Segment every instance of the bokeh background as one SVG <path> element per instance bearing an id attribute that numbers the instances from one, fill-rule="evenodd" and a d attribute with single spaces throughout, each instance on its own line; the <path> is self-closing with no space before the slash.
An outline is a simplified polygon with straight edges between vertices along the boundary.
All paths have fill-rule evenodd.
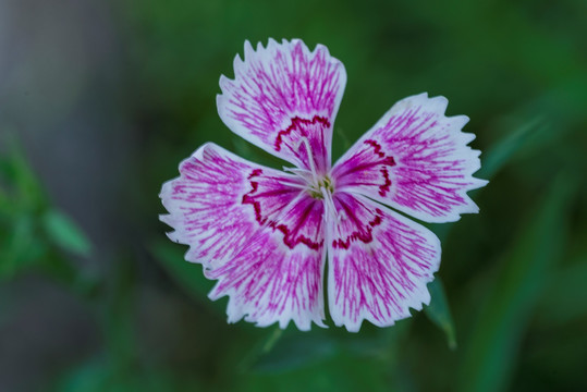
<path id="1" fill-rule="evenodd" d="M 277 163 L 216 110 L 269 37 L 344 63 L 334 157 L 408 95 L 470 118 L 481 212 L 392 328 L 227 324 L 158 221 L 207 140 Z M 585 391 L 586 130 L 580 0 L 1 0 L 0 391 Z"/>

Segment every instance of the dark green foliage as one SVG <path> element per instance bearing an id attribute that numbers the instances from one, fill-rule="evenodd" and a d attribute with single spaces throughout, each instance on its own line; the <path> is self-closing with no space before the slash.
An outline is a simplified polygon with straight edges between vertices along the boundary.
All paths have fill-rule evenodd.
<path id="1" fill-rule="evenodd" d="M 586 4 L 112 2 L 124 48 L 117 113 L 138 147 L 125 150 L 133 168 L 108 173 L 126 184 L 110 203 L 132 229 L 101 272 L 85 264 L 103 255 L 94 238 L 0 138 L 0 289 L 47 279 L 80 298 L 100 331 L 89 354 L 38 376 L 39 390 L 587 390 Z M 229 326 L 227 299 L 210 302 L 215 283 L 164 237 L 160 186 L 203 143 L 281 167 L 216 109 L 219 77 L 233 77 L 244 40 L 269 37 L 325 44 L 344 63 L 334 158 L 408 95 L 447 96 L 449 115 L 470 118 L 477 176 L 490 183 L 472 192 L 478 216 L 429 225 L 442 264 L 424 313 L 356 334 L 330 320 L 310 332 Z M 0 327 L 26 313 L 7 302 Z M 27 342 L 22 350 L 36 356 Z"/>

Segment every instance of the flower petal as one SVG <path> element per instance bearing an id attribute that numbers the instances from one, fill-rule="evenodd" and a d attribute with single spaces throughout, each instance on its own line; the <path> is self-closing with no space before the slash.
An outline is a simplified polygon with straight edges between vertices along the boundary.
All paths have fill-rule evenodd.
<path id="1" fill-rule="evenodd" d="M 234 79 L 220 78 L 218 112 L 229 128 L 266 151 L 318 173 L 330 169 L 332 124 L 346 83 L 342 63 L 325 46 L 269 39 L 245 60 L 234 60 Z M 307 139 L 314 156 L 308 160 Z"/>
<path id="2" fill-rule="evenodd" d="M 395 103 L 334 164 L 338 189 L 356 192 L 427 222 L 478 212 L 466 195 L 487 181 L 473 177 L 479 151 L 461 132 L 465 115 L 447 118 L 444 97 L 426 93 Z"/>
<path id="3" fill-rule="evenodd" d="M 180 166 L 161 199 L 169 237 L 185 258 L 218 279 L 212 299 L 229 295 L 229 321 L 258 326 L 293 320 L 323 326 L 322 205 L 299 180 L 207 144 Z"/>
<path id="4" fill-rule="evenodd" d="M 332 319 L 356 332 L 364 319 L 388 327 L 430 302 L 426 284 L 440 265 L 428 229 L 360 195 L 338 192 L 340 220 L 328 228 Z"/>

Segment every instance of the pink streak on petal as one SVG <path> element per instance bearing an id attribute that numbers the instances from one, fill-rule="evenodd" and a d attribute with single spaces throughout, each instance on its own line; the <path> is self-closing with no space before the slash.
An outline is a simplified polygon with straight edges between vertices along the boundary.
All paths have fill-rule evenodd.
<path id="1" fill-rule="evenodd" d="M 323 249 L 284 247 L 276 232 L 257 232 L 229 262 L 206 271 L 218 279 L 210 298 L 230 296 L 230 322 L 245 316 L 260 327 L 278 321 L 285 328 L 290 319 L 301 330 L 309 330 L 310 321 L 323 327 Z"/>
<path id="2" fill-rule="evenodd" d="M 467 144 L 475 136 L 461 132 L 466 117 L 444 115 L 447 102 L 421 94 L 393 106 L 334 166 L 338 186 L 428 222 L 478 212 L 466 195 L 487 183 L 473 176 L 480 168 L 479 151 Z M 372 164 L 368 142 L 394 164 Z"/>
<path id="3" fill-rule="evenodd" d="M 315 166 L 330 169 L 332 123 L 339 109 L 346 74 L 342 63 L 318 45 L 314 52 L 301 40 L 278 44 L 270 39 L 257 50 L 245 42 L 245 60 L 236 58 L 235 78 L 222 77 L 218 111 L 237 135 L 299 168 L 309 169 L 298 149 L 307 133 Z M 319 122 L 317 123 L 317 119 Z M 311 123 L 308 125 L 308 122 Z M 295 132 L 291 132 L 295 130 Z M 284 134 L 293 139 L 282 148 Z"/>
<path id="4" fill-rule="evenodd" d="M 362 196 L 345 195 L 344 203 L 355 216 L 332 223 L 331 243 L 337 246 L 328 250 L 329 306 L 337 326 L 356 332 L 366 319 L 387 327 L 409 317 L 409 308 L 421 309 L 430 299 L 426 284 L 440 262 L 438 238 Z M 338 246 L 341 240 L 347 246 Z"/>
<path id="5" fill-rule="evenodd" d="M 171 240 L 189 245 L 186 259 L 219 279 L 211 296 L 231 296 L 229 320 L 322 326 L 323 207 L 297 187 L 301 180 L 212 144 L 182 162 L 180 172 L 163 185 L 170 213 L 161 220 L 175 230 Z"/>

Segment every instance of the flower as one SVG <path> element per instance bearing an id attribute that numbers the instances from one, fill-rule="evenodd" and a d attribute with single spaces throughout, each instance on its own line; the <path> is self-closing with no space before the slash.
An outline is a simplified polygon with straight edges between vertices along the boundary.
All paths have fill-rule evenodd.
<path id="1" fill-rule="evenodd" d="M 466 192 L 487 182 L 473 177 L 480 152 L 461 132 L 468 118 L 444 117 L 444 97 L 405 98 L 332 166 L 346 73 L 326 47 L 269 39 L 255 50 L 246 41 L 234 73 L 220 78 L 220 118 L 294 168 L 261 167 L 208 143 L 160 195 L 169 237 L 218 280 L 209 297 L 230 297 L 229 322 L 325 327 L 325 273 L 332 320 L 348 331 L 421 309 L 440 242 L 391 208 L 425 222 L 478 212 Z"/>

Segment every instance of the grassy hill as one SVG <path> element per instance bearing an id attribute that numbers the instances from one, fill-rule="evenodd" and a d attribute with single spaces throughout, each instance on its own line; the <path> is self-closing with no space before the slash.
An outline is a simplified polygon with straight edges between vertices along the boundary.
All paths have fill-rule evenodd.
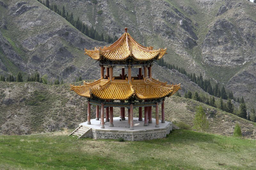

━━━

Please copy every line of the items above verbatim, leaving out the pictures.

## Final result
Segment every instance of the bokeh background as one SVG <path> element per instance bearing an id attribute that numbers the instances from one, fill-rule="evenodd" and a d attribute with single spaces throughout, each instance on its own line; the <path> is self-closing with no space before the slash.
An outline is a simplified polygon with straight edges between vertices along the boundary.
All paths have fill-rule evenodd.
<path id="1" fill-rule="evenodd" d="M 277 163 L 216 110 L 269 37 L 344 63 L 334 157 L 408 95 L 470 118 L 481 212 L 392 328 L 227 324 L 158 221 L 207 140 Z M 585 391 L 586 130 L 580 0 L 1 0 L 0 391 Z"/>

Segment every instance of the dark green foliage as one SVG <path> element per instance bearing an id attribute that numbers the instances from one, fill-rule="evenodd" and a d attribute with single spaces throughout, each instance on its own line; the <path> is self-closing with no space before the slash.
An outline is a simplified polygon with straight edges between vertices along the boundary.
All paths have fill-rule evenodd.
<path id="1" fill-rule="evenodd" d="M 586 4 L 112 2 L 124 48 L 117 113 L 138 147 L 125 150 L 133 168 L 108 173 L 126 184 L 110 203 L 132 229 L 101 272 L 85 264 L 103 255 L 94 238 L 0 138 L 0 289 L 47 279 L 80 298 L 100 331 L 89 354 L 38 376 L 39 390 L 587 390 Z M 229 326 L 227 299 L 210 302 L 215 283 L 164 237 L 160 186 L 203 143 L 281 167 L 216 109 L 219 77 L 233 77 L 244 40 L 269 37 L 325 44 L 344 63 L 334 158 L 408 95 L 447 96 L 449 115 L 470 118 L 477 176 L 490 183 L 472 192 L 478 216 L 429 225 L 442 264 L 424 313 L 356 334 L 330 320 L 310 332 Z M 0 327 L 26 313 L 7 302 Z M 27 342 L 22 350 L 36 356 Z"/>

Segment every instance of the flower petal as one SVG <path> element per instance bearing an id attribute that numbers the instances from one, fill-rule="evenodd" and a d attribute with single spaces throughout, each instance on its own line; the <path> is self-closing with no space before the slash.
An outline is a simplified polygon with straight edges between vertices along the boundary.
All paths have fill-rule evenodd.
<path id="1" fill-rule="evenodd" d="M 234 79 L 220 78 L 218 112 L 229 128 L 266 151 L 318 173 L 330 169 L 332 124 L 346 83 L 342 63 L 325 46 L 269 39 L 245 60 L 234 60 Z M 307 139 L 314 156 L 308 160 Z"/>
<path id="2" fill-rule="evenodd" d="M 395 103 L 334 164 L 338 189 L 356 192 L 427 222 L 478 212 L 466 195 L 487 181 L 473 177 L 479 151 L 461 132 L 465 115 L 447 118 L 444 97 L 426 93 Z"/>
<path id="3" fill-rule="evenodd" d="M 180 166 L 161 199 L 169 237 L 185 258 L 218 279 L 212 299 L 229 295 L 229 321 L 258 326 L 293 320 L 323 326 L 322 205 L 299 180 L 207 144 Z"/>
<path id="4" fill-rule="evenodd" d="M 332 319 L 356 332 L 364 319 L 388 327 L 430 302 L 426 284 L 440 265 L 428 229 L 360 195 L 338 192 L 340 220 L 328 228 Z"/>

Segment every instance of the pink streak on petal as one SVG <path> element per instance bearing an id attribute that numbers the instances from one, fill-rule="evenodd" and a d attribute with single spaces throughout, each instance on its own line; the <path> is self-closing with no space before the slash.
An outline is a simplified polygon with straight edges between vertices along the boundary.
All paths have fill-rule evenodd.
<path id="1" fill-rule="evenodd" d="M 323 249 L 284 247 L 276 232 L 257 232 L 229 262 L 206 271 L 218 279 L 210 298 L 230 296 L 230 322 L 245 316 L 260 327 L 278 321 L 285 328 L 290 319 L 301 330 L 309 330 L 310 321 L 323 327 Z"/>
<path id="2" fill-rule="evenodd" d="M 467 144 L 475 136 L 461 132 L 466 117 L 444 115 L 447 102 L 421 94 L 393 106 L 334 166 L 338 186 L 428 222 L 478 212 L 466 195 L 487 183 L 473 176 L 480 168 L 479 151 Z M 372 164 L 368 142 L 394 164 Z"/>
<path id="3" fill-rule="evenodd" d="M 315 166 L 330 169 L 332 123 L 339 109 L 346 74 L 342 63 L 318 45 L 314 52 L 301 40 L 278 44 L 270 39 L 257 50 L 245 42 L 245 60 L 236 58 L 235 78 L 222 77 L 218 111 L 237 135 L 299 168 L 309 169 L 298 149 L 307 133 Z M 319 122 L 317 123 L 317 119 Z M 311 123 L 308 125 L 308 122 Z M 295 132 L 291 132 L 295 130 Z M 284 134 L 293 139 L 282 148 Z"/>
<path id="4" fill-rule="evenodd" d="M 362 196 L 345 195 L 344 203 L 355 216 L 332 223 L 331 243 L 337 246 L 328 250 L 329 306 L 337 326 L 356 332 L 366 319 L 387 327 L 409 317 L 409 308 L 421 309 L 430 299 L 426 284 L 440 262 L 438 238 Z M 338 246 L 341 240 L 347 246 Z"/>
<path id="5" fill-rule="evenodd" d="M 171 240 L 189 245 L 186 259 L 219 279 L 211 296 L 231 296 L 229 320 L 322 326 L 323 207 L 297 187 L 301 180 L 212 144 L 182 162 L 180 172 L 163 185 L 170 213 L 161 220 L 175 230 Z"/>

Segment every instance of the flower as one SVG <path> element per instance bearing an id attribute that numbers the instances from one, fill-rule="evenodd" and a d attribute with single spaces throughout, each instance on its own line; the <path> is self-closing with no space before the slash.
An outline is a simplified polygon with straight edges between vertices along the boundary.
All paths have fill-rule evenodd.
<path id="1" fill-rule="evenodd" d="M 466 192 L 487 182 L 473 177 L 480 152 L 461 132 L 468 118 L 444 117 L 444 97 L 405 98 L 332 166 L 346 73 L 326 47 L 269 39 L 255 50 L 246 41 L 234 73 L 220 78 L 220 118 L 294 168 L 261 167 L 208 143 L 160 195 L 169 237 L 218 280 L 209 297 L 230 297 L 229 322 L 325 327 L 325 273 L 332 320 L 348 331 L 421 309 L 440 242 L 391 208 L 425 222 L 478 212 Z"/>

Segment every instance of the grassy hill as one SVG <path> element per instance bearing an id attribute that numbers the instances from one, fill-rule="evenodd" and a d attribute with single spaces throughout, each instance on its own line; the <path> is self-closing with no space before the slash.
An outline is a simplified polygon with straight edges between vertices along the boundary.
All paths have fill-rule evenodd.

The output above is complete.